• _What is being asked_
Write out the passage from the discussion of running Python scripts below, beginning at the words "Oh good, I'm" and stopping after "that finally worked.". Copy it word for word.

• _Reading passage_
※ ※ ※
Oh good, I'm not the only one. I thought I was just stupid. Any time I've downloaded a program off Github and it's a Python script, I have no idea what to do with it. Some time ago I messed around with a program to convert text files in a particular game to a readable format, and the instructions they give for installing it just did not want to work. I tried for like an hour using all sorts of pip and python3-pip and venv commands and whatever before I got the idea to just copy the commands they were giving to call on and activate the Python script into the form of its own separate Python script and run that from the terminal, and that finally worked.
A long time ago you'd install python, and just run `python script.py`

Many years of heaping on shit later you get where we are today. It reminds me of how bad Java got before it stopped being used outside enterprise SAAS & Android.
 
A long time ago you'd install python, and just run `python script.py`
I still do that. If your "project" in python is longer then a file, you should consider using a different language.
Many years of heaping on shit later you get where we are today. It reminds me of how bad Java got before it stopped being used outside enterprise SAAS & Android.
※ ※ ※
• _Exercise data_

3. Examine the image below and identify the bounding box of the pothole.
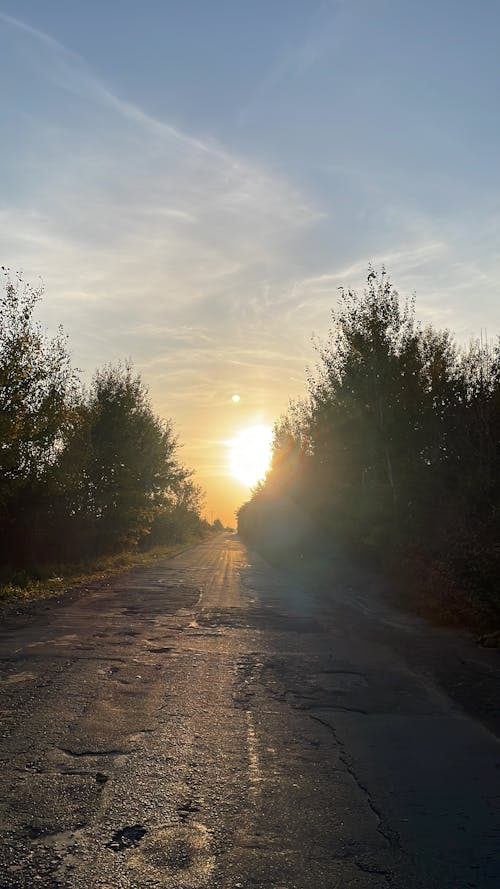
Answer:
[106,824,147,852]
[127,823,215,889]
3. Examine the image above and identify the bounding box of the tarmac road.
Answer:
[0,534,500,889]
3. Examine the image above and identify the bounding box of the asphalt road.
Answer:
[0,535,500,889]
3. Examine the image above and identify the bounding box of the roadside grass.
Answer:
[0,537,203,605]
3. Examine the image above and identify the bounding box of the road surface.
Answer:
[0,534,500,889]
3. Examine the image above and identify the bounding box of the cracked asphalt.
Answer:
[0,534,500,889]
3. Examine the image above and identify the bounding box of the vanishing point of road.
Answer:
[0,534,500,889]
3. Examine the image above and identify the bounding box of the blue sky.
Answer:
[0,0,500,520]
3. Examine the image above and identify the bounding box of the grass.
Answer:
[0,538,200,605]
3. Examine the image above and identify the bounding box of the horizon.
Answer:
[0,0,500,525]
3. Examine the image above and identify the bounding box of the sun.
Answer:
[229,426,273,488]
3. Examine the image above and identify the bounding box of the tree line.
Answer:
[0,268,208,577]
[238,269,500,620]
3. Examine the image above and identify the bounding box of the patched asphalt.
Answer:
[0,534,500,889]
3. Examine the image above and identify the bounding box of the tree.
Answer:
[0,267,77,555]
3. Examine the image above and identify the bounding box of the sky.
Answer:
[0,0,500,525]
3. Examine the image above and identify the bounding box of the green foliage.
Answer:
[238,269,500,613]
[0,267,76,517]
[0,273,207,573]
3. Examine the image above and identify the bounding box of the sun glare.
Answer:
[230,426,273,488]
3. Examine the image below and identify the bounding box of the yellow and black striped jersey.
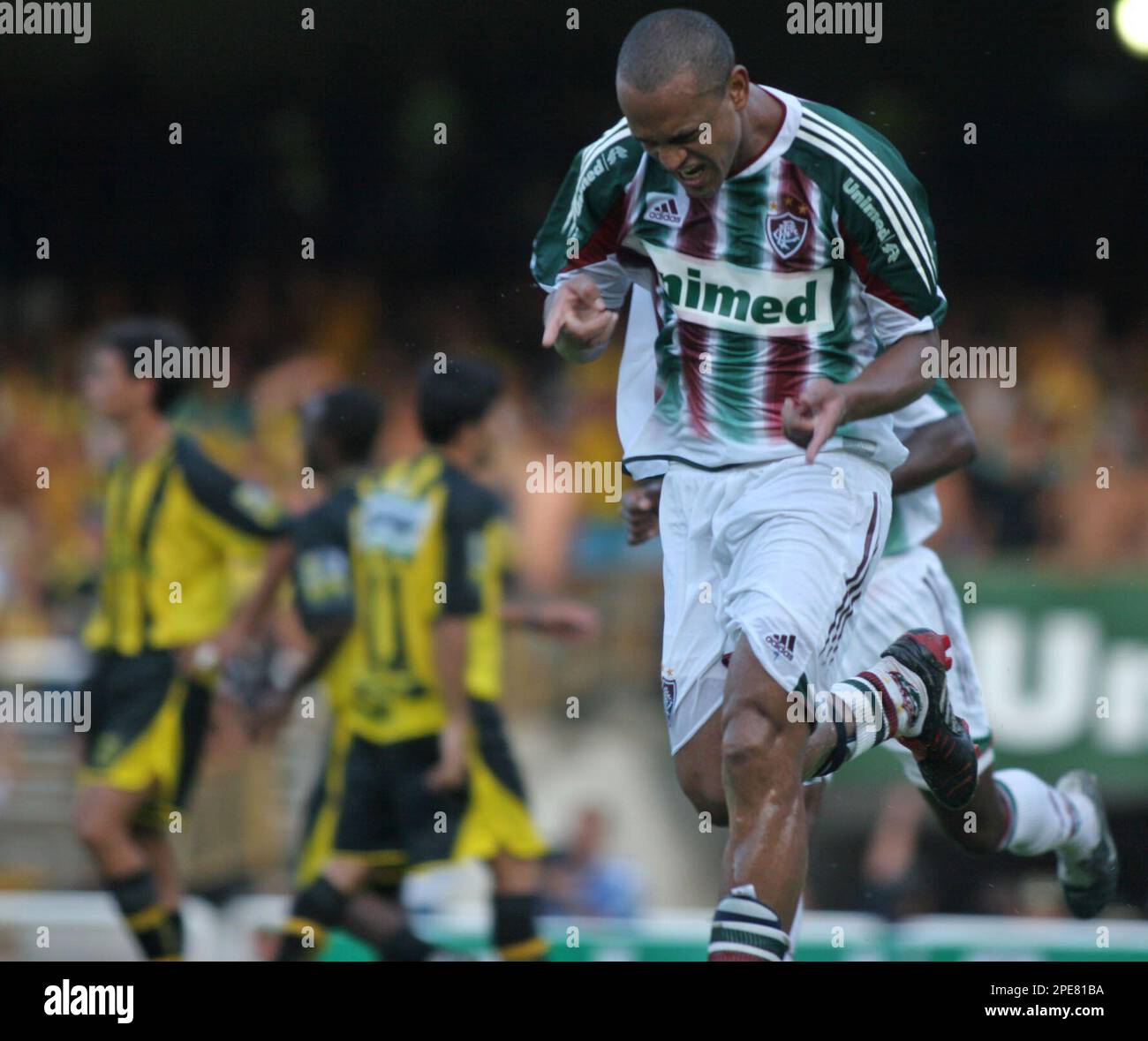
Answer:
[84,434,286,654]
[335,452,506,743]
[291,485,363,714]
※ ※ ※
• _Result of this exercise_
Oh good, I'm not the only one. I thought I was just stupid. Any time I've downloaded a program off Github and it's a Python script, I have no idea what to do with it. Some time ago I messed around with a program to convert text files in a particular game to a readable format, and the instructions they give for installing it just did not want to work. I tried for like an hour using all sorts of pip and python3-pip and venv commands and whatever before I got the idea to just copy the commands they were giving to call on and activate the Python script into the form of its own separate Python script and run that from the terminal, and that finally worked.